What is required -> Reproduce the data below verbatim, from the line containing "Could you point to the concrete" through the final line, including both.

## START Dataset entries

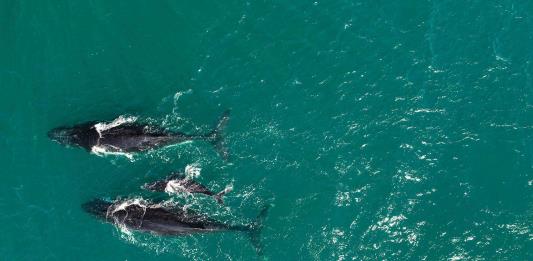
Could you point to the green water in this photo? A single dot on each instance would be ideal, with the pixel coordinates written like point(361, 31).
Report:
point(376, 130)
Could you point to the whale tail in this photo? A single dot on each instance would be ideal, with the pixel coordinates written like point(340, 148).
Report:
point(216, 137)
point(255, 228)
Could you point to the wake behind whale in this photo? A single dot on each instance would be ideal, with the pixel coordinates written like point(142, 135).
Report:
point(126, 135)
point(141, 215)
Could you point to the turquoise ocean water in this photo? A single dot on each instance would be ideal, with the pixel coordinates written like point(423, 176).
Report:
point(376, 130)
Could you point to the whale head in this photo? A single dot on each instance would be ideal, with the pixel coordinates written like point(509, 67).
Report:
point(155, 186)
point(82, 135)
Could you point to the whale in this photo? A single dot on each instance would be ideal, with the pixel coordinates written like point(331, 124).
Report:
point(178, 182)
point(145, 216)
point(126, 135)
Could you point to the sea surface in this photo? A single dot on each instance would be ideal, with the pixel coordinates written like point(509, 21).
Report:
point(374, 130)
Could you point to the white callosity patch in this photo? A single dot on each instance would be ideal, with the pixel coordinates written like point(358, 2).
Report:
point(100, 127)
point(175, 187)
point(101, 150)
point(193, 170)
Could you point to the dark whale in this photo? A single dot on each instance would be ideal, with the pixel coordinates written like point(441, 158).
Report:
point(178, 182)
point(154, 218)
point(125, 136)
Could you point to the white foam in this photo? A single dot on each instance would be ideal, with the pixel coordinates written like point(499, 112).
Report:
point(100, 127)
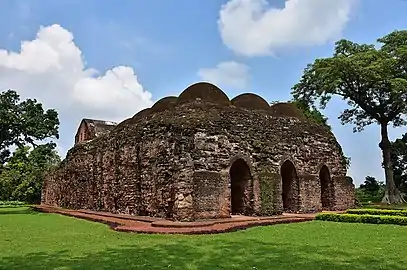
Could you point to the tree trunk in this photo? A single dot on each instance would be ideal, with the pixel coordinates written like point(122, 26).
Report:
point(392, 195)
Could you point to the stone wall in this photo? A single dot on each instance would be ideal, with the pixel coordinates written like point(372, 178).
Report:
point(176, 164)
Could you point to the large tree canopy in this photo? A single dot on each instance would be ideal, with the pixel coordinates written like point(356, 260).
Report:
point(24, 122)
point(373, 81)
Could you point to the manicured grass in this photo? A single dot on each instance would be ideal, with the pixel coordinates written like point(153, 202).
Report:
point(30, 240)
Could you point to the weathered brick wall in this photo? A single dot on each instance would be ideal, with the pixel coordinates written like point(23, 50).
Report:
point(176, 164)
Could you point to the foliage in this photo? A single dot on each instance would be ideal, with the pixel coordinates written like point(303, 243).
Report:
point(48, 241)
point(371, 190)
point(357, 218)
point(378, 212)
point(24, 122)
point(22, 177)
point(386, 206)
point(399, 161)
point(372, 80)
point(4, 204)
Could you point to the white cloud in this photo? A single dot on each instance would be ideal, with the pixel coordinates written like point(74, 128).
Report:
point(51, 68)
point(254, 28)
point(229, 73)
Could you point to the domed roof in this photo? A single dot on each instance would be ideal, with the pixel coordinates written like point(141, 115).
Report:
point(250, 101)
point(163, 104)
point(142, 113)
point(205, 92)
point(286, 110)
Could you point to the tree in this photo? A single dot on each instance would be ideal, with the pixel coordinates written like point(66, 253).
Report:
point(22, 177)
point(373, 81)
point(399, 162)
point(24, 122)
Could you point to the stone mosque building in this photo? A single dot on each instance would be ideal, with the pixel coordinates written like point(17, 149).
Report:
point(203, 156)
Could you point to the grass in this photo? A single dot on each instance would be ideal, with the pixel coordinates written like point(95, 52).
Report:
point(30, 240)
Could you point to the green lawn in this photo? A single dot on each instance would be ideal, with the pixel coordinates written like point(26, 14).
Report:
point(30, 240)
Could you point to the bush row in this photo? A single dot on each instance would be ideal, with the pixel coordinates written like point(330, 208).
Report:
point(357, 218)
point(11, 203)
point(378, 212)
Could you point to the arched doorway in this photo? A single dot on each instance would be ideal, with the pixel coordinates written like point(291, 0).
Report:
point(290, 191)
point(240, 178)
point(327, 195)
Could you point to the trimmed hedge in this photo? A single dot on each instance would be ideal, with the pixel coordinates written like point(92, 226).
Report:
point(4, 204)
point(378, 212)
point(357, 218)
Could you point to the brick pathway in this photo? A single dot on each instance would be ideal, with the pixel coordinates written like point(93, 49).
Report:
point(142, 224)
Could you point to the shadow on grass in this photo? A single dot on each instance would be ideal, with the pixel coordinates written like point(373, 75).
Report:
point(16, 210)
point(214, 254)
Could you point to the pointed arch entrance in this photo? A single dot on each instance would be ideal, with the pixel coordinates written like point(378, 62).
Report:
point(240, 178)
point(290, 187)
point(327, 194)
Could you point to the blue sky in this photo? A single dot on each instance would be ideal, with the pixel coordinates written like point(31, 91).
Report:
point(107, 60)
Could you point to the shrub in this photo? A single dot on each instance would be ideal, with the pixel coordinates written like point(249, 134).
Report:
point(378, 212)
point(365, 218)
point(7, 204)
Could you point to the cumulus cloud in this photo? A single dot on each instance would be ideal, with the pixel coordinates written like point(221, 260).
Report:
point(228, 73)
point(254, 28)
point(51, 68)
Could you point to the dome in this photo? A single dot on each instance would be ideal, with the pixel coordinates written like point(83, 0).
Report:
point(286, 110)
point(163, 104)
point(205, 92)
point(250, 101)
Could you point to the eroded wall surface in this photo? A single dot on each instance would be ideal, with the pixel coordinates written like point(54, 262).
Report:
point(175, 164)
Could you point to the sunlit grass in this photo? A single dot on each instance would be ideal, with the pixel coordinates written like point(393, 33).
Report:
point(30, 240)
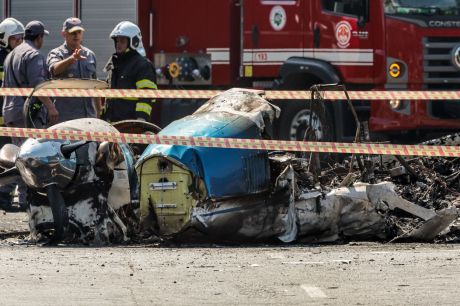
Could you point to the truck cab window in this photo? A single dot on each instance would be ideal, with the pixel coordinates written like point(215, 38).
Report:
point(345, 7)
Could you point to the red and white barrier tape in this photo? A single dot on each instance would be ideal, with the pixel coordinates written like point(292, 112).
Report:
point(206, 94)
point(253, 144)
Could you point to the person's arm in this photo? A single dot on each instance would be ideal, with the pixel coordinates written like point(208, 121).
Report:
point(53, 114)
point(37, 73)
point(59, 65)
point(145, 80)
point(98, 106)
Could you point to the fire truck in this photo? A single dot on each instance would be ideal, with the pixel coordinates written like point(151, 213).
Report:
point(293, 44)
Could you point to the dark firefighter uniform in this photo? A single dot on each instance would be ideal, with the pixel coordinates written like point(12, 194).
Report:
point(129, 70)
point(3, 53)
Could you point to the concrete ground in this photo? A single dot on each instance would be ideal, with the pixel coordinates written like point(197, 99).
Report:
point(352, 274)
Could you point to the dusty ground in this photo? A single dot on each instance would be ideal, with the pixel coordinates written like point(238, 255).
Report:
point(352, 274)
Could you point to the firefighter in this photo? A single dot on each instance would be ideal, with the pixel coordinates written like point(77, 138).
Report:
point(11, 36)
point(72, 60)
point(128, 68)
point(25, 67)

## END Dataset entries

Output below ->
Could you point to the concrete ground in this photo? A single dot on each instance would be ideal, with the pixel coordinates written like point(197, 99).
Report:
point(352, 274)
Could you point to the dusty ground in this photo? A single dot on each instance would be ideal, with the pixel coordinates written like point(238, 255).
Report:
point(352, 274)
Could you point to the firefighter in this photo? A single dot on each instance would be ideal, with the pixel coordinates written like point(77, 138).
Report:
point(11, 36)
point(72, 60)
point(128, 68)
point(25, 67)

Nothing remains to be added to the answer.